Text shown:
Like its cousin Mad Cow Disease, CWD was started and spread by subjecting deer to feedlot conditions; industrial agriculture practices are becoming increasingly widespread in wildlife “management.” These include unnatural crowding, restricting animal mobility, artificial breeding, artificial feed, mineral supplements, administering hormones, antibiotics and other unwholesome additives, and removing predators.

The ideology called ‘invasive species biology’ contributes to the CWD problem by encouraging attacks on biodiversity through animal eradications, and range poison programs which indiscriminately kill thousands of species of plants and soil life. Proponents of invasive species biology maintain that habitats and animal communities are threatened by “competition” from “invasive” plants and animals including many natives. Their ill-conceived and unnecessary eradications further disrupt nature’s balance and harm wildlife, plants, soil life and habitat. Sick systems spread CWD, other diseases and parasites —and not just to deer.

Set of tasks:
1: In the CWD text, list everything that the ill-conceived eradications are said to harm.
2: According to the CWD text, how was CWD started and spread?
3: Carry on the text about CWD and wildlife management from the point where it stops.
The records that come next have nothing to do with the text on chronic wasting disease.

Available data:
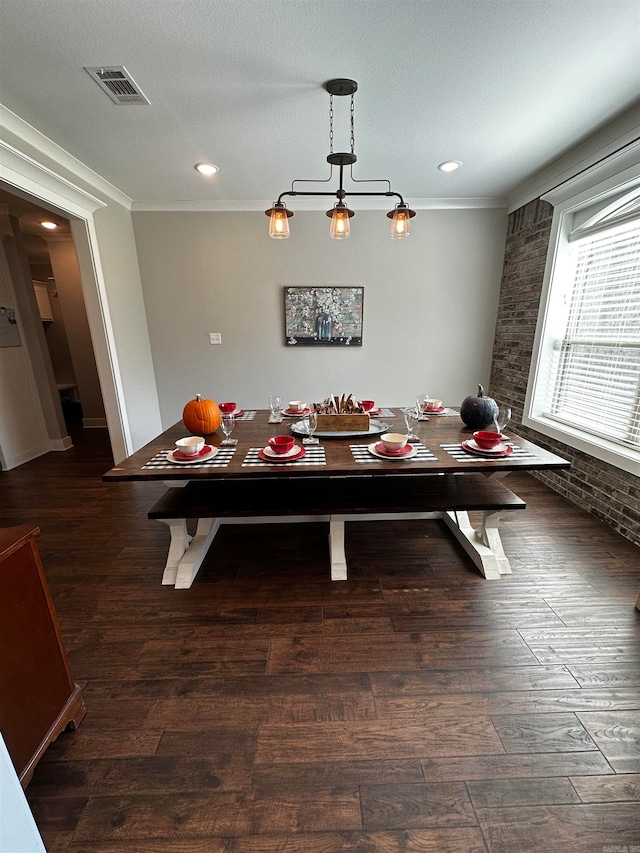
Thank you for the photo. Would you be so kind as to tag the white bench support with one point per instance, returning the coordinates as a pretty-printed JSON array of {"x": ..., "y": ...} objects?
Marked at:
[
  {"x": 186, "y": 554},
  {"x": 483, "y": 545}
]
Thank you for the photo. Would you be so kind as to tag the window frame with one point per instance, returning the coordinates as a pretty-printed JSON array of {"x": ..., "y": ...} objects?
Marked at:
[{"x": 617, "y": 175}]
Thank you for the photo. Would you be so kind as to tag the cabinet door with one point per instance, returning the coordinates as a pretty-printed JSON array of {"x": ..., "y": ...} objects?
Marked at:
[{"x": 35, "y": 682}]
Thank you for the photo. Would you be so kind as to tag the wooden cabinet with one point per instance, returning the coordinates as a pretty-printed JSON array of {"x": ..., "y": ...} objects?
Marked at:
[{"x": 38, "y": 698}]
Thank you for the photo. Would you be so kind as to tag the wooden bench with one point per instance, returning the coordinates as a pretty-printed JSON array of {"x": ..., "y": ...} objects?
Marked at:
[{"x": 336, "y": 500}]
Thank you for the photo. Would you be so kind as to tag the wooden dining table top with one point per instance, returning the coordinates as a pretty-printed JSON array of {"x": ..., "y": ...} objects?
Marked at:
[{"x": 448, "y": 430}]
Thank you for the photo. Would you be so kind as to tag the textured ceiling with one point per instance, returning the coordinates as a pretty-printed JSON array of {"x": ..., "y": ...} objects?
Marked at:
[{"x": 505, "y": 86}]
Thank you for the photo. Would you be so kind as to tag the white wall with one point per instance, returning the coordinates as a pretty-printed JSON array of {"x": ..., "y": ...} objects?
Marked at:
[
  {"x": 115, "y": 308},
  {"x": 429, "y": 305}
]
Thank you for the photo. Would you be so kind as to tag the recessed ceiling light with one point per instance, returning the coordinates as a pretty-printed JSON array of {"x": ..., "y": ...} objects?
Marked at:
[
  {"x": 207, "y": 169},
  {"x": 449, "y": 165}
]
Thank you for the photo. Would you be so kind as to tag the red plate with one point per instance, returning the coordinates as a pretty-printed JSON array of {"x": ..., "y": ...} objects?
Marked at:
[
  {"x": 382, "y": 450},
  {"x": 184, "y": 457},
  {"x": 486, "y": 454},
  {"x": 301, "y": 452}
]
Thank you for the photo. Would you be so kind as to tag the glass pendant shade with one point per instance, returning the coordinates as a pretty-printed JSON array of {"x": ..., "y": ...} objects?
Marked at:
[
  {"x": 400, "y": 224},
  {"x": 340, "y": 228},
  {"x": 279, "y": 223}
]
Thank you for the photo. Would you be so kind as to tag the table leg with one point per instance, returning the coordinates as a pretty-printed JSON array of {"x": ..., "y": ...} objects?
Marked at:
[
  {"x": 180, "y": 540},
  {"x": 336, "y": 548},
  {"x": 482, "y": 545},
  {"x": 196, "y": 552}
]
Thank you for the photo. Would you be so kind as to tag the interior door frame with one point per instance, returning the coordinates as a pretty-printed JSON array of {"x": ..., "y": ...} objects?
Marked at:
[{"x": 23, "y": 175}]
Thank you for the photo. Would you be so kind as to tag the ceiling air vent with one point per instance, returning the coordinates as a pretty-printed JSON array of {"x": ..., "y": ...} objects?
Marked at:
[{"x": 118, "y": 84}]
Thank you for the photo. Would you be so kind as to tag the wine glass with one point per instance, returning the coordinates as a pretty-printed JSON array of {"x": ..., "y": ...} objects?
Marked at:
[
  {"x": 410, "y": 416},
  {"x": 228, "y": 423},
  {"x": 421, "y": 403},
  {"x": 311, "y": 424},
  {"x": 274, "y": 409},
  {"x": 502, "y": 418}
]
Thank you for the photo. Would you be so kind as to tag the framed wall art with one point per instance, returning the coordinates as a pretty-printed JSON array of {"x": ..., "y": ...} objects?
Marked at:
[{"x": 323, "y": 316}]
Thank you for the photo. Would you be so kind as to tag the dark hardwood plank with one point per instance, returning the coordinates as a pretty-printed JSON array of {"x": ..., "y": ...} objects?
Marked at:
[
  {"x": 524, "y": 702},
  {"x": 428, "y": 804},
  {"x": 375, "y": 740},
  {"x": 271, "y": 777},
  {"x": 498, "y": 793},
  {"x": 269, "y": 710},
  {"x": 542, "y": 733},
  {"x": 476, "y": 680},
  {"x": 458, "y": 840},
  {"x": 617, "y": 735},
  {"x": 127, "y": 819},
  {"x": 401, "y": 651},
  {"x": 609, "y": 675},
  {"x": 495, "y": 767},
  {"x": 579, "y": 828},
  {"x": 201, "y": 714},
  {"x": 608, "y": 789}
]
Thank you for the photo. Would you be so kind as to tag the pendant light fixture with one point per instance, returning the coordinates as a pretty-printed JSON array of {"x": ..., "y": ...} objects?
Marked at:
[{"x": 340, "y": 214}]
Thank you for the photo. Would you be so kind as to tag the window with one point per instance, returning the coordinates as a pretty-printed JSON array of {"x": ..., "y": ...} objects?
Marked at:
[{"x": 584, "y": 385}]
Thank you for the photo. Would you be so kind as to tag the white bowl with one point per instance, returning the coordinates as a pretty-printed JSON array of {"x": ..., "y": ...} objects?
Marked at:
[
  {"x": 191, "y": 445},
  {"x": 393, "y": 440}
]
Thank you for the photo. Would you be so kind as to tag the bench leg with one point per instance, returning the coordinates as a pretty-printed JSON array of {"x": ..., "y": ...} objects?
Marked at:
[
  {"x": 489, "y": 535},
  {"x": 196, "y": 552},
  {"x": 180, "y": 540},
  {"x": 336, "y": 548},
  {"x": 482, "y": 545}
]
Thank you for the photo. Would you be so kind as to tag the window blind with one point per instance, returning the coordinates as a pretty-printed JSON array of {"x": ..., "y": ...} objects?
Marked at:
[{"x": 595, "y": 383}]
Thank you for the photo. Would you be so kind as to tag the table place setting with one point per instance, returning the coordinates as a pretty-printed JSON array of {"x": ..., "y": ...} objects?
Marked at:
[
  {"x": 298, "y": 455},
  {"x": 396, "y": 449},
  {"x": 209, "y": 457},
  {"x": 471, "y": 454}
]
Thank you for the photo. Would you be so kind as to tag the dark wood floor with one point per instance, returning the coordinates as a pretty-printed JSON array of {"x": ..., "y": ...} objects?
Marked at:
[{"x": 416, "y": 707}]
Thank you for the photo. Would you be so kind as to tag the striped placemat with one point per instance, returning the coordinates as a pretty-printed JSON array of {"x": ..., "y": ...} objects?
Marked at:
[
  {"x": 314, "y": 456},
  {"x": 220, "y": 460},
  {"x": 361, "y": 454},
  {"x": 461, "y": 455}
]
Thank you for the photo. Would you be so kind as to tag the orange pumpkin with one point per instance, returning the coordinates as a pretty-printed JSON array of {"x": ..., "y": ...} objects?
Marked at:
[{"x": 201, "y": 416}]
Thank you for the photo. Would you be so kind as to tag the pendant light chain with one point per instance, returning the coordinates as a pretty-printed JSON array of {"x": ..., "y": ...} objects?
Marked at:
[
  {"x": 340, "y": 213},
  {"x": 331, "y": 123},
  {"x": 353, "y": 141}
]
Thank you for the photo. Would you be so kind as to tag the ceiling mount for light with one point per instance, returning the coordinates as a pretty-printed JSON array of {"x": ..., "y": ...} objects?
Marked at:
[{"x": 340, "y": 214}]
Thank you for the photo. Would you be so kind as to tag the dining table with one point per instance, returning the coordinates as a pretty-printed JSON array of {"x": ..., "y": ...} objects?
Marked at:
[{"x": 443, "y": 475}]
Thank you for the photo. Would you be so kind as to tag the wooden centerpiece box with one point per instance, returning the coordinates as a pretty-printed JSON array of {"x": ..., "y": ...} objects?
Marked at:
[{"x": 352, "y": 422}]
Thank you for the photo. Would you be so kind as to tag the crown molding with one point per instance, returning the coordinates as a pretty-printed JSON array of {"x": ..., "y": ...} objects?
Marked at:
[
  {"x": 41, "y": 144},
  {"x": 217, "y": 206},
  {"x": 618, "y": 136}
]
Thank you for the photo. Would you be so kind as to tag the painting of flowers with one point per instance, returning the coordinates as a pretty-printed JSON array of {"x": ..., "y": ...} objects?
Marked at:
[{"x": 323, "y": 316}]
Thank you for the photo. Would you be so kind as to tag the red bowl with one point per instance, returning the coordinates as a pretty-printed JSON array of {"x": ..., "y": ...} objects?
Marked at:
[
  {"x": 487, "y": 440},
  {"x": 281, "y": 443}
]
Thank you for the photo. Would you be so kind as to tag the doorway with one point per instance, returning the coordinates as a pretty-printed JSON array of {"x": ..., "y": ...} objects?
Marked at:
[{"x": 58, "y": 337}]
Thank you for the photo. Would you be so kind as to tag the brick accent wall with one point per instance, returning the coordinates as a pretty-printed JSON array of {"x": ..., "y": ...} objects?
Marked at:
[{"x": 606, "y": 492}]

Solved tasks:
1: wildlife, plants, soil life, habitat

2: By subjecting deer to feedlot conditions.

3:
TPWD has drunk the invasive species Kool-Aid. It implements many of these scientifically-unjustified practices on its own managed lands and parks. It encourages and rewards the same practices among the landowners it advises and regulates.

Texas’ deer policy suffers from a bad case of schizophrenia: by law deer belong to the public but by regulation they can be treated like livestock. Texas’ wildlife policy claims to protect wildlife populations, increase public hunting opportunities, and pledges that all decisions affecting wildlife will be made according to sound science. For a long time now, Texas has not been following the law of the land or its own policy.

This must change. Everywhere we look we see overgrown, slow-moving, overreaching bureaucracies harming the resources and the people they were created to protect.

While high fences and some intensive management practices may remain as part of the physical—and political—landscape, at the very least Texas’ own wildlife agency should follow and promote sound science and lead with good examples. If TPWD can’t deliver on these basic principles, the agency should be dismantled and reassembled in a smaller form around the only two things it does which are legitimate government functions: running our parks and protecting wild animals from unscrupulous hunting.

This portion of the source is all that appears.